[Opening DATASET CONTENT section]
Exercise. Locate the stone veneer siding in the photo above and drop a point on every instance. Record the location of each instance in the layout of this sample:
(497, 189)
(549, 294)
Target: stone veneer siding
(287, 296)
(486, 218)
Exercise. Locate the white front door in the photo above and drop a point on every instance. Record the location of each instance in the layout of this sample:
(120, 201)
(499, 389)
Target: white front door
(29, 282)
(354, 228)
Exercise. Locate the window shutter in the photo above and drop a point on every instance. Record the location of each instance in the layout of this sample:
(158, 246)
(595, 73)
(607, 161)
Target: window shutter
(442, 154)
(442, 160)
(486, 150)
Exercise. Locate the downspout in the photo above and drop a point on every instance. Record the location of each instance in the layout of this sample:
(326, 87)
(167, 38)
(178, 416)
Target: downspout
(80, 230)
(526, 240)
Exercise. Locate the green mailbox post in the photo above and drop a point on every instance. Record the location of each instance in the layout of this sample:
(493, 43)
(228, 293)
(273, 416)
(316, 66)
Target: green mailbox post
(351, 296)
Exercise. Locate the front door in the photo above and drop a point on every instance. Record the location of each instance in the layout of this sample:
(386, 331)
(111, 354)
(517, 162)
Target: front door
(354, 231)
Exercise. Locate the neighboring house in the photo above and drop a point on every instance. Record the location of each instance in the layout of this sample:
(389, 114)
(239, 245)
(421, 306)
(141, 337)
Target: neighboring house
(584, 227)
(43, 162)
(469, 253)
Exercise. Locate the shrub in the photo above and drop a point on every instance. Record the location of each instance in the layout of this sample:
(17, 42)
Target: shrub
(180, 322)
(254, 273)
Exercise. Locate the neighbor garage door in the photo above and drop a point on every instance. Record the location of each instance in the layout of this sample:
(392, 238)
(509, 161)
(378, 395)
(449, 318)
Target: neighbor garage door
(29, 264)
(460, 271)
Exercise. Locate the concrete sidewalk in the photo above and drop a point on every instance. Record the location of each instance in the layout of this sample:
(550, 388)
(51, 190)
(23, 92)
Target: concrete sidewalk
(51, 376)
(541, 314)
[Closing DATASET CONTENT section]
Would you transcribe the records above exactly, leaving nothing out?

Exercise. Locate the stone veneer siding in the photo above and drop a point on every instance. Record the location of each instance in the layout of this sample:
(497, 189)
(549, 294)
Target: stone veneer siding
(287, 296)
(486, 218)
Exercise. Locate the white front door in the photo above and drop a point on every instance. Record the location of each instance in the layout of this sample:
(120, 201)
(499, 389)
Target: white front door
(29, 282)
(354, 228)
Exercise. Locate the window shutter in the photo above and drop a point on every instance. Record the location of each instance in the layout of this sample:
(158, 246)
(595, 73)
(607, 161)
Target: window shutter
(442, 154)
(442, 160)
(486, 150)
Exercise. Locate the downspout in the photo above and drop a point on every instance. Record the location of each instance in the layout of this sample:
(326, 87)
(167, 38)
(178, 416)
Target: downspout
(80, 230)
(526, 240)
Exercise. Locate the green mailbox post in the photo above and drop a point on every instance. Record the location of each instance in the layout of this sample:
(493, 43)
(228, 293)
(273, 416)
(316, 66)
Target: green mailbox post
(351, 296)
Exercise. Locate the front door in the photo above and drop a point on every instance. Record the location of each instance in the layout of this sample:
(386, 331)
(111, 354)
(517, 162)
Target: front door
(354, 231)
Exercise. Locate the neighboring house in the photo above and drop a point on every instance. Record the location of each instance in the layout of this sample:
(389, 114)
(239, 245)
(421, 306)
(141, 337)
Target: neighboring house
(584, 227)
(43, 162)
(469, 253)
Exercise. Locate the shrub in the photo above and drop a point on every instance. Record the location of each instance in the layout of this sample:
(17, 42)
Target: shrub
(180, 322)
(254, 273)
Exercise. Locate the neighbor garage door in the photo above and drop a point on every instance. Record the location of each instance in the layout of this sample:
(392, 238)
(509, 161)
(378, 395)
(449, 318)
Target: neighbor garage door
(29, 264)
(460, 271)
Exercise. Locate the concrete sidewalk in the photo above and drop a point on every instance. Record the location of each instance in the layout of this sample:
(550, 388)
(51, 190)
(23, 92)
Target: concrete sidewalk
(51, 376)
(541, 314)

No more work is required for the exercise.